-- What to produce --
Quote the lines below from the one containing "x=251, y=62" to the final line, both ends included; exclude the pictures.

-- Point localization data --

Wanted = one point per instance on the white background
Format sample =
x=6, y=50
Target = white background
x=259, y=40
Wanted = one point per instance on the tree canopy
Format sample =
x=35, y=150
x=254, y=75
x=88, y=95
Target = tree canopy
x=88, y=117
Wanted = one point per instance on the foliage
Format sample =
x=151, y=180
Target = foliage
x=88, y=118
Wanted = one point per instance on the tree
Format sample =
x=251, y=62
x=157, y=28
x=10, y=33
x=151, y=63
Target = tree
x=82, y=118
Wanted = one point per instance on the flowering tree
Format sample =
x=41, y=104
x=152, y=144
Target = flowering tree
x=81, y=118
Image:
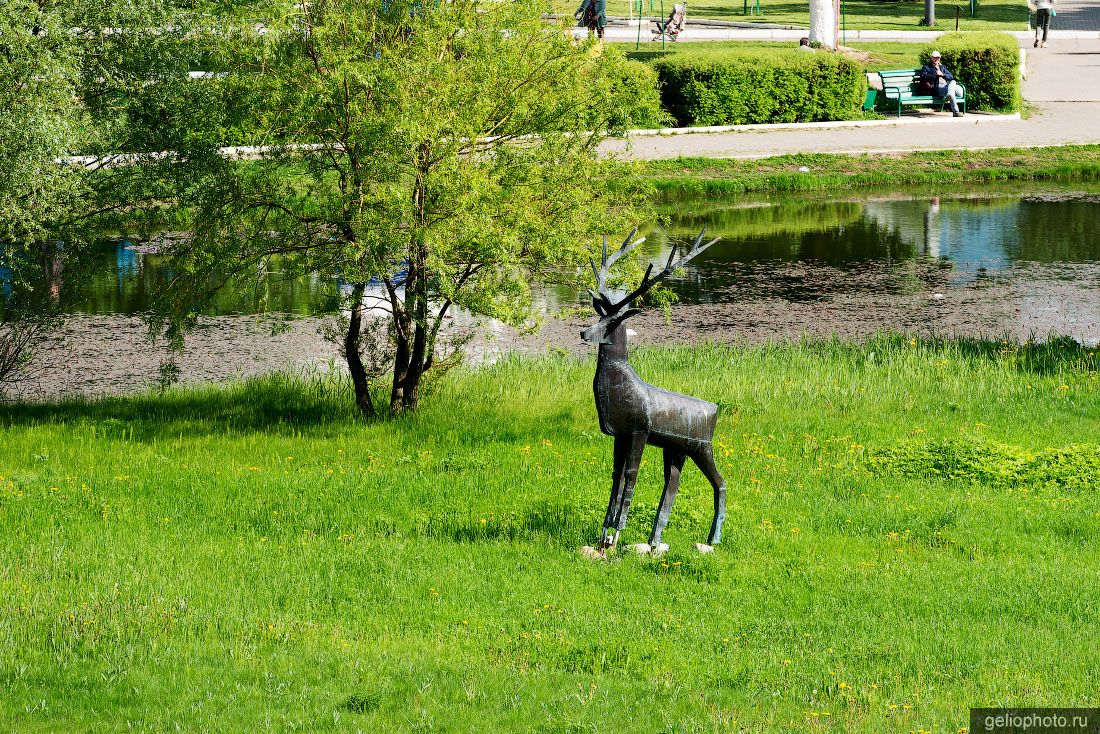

-- Finished task --
x=251, y=62
x=157, y=28
x=10, y=33
x=151, y=63
Target = tree
x=82, y=118
Wanted = one point per instance on the flowering tree
Format sample =
x=41, y=104
x=152, y=144
Target = flowering tree
x=81, y=118
Image:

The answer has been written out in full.